→ **Goal of the exercise**:
Copy out the lines of the material below, from the line containing "the green blurred background" through the line containing "M0 107L47 68L75", both included, with nothing changed.

>> Begin Task material

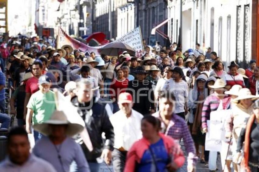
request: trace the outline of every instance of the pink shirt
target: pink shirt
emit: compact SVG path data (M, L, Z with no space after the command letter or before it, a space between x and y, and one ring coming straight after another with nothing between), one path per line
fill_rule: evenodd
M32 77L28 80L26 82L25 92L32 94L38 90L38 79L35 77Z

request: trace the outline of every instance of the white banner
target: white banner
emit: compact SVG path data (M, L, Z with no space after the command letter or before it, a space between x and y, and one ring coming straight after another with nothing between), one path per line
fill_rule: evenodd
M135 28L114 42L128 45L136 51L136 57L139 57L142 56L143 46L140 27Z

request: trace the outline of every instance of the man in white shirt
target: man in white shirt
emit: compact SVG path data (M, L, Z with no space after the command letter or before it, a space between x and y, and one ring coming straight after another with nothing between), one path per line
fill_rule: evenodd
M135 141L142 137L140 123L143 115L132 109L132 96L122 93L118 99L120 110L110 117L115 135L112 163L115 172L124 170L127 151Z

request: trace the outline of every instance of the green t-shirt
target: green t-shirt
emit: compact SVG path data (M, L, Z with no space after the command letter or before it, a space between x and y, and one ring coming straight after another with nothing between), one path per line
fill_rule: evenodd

>> End Task material
>> Begin Task material

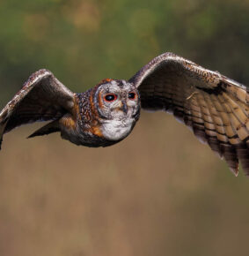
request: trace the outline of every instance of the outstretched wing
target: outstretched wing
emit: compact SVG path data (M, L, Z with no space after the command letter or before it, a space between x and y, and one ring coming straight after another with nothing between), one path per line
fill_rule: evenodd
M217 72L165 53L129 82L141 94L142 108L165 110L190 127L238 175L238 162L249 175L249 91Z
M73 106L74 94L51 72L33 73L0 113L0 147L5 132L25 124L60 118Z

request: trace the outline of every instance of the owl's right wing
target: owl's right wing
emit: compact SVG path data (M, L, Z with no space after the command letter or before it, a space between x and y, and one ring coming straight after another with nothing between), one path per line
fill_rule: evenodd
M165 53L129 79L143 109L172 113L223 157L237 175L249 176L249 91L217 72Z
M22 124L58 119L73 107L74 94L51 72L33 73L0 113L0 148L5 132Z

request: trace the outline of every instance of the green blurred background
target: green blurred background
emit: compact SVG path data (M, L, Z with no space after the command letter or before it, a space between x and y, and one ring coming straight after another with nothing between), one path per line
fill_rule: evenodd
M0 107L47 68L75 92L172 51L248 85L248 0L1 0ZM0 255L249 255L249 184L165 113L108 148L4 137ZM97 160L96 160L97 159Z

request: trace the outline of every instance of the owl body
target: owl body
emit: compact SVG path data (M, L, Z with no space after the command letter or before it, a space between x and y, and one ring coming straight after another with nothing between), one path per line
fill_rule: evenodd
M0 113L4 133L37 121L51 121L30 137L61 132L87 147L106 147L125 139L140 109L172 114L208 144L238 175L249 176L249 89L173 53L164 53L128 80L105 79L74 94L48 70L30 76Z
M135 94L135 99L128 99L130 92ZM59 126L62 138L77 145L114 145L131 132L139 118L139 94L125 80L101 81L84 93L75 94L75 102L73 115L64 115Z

>> End Task material

→ **Task answer**:
request: trace the outline of every instance of the green blurred background
target: green blurred background
emit: compact SVG path data (M, L, Z with no space after the command letter or before it, a space between x and y, and one ring coming straight after another with nothing between), one path per line
fill_rule: evenodd
M0 107L47 68L75 92L172 51L248 85L248 0L1 0ZM0 255L249 255L249 184L165 113L108 148L4 137ZM97 160L96 160L97 159Z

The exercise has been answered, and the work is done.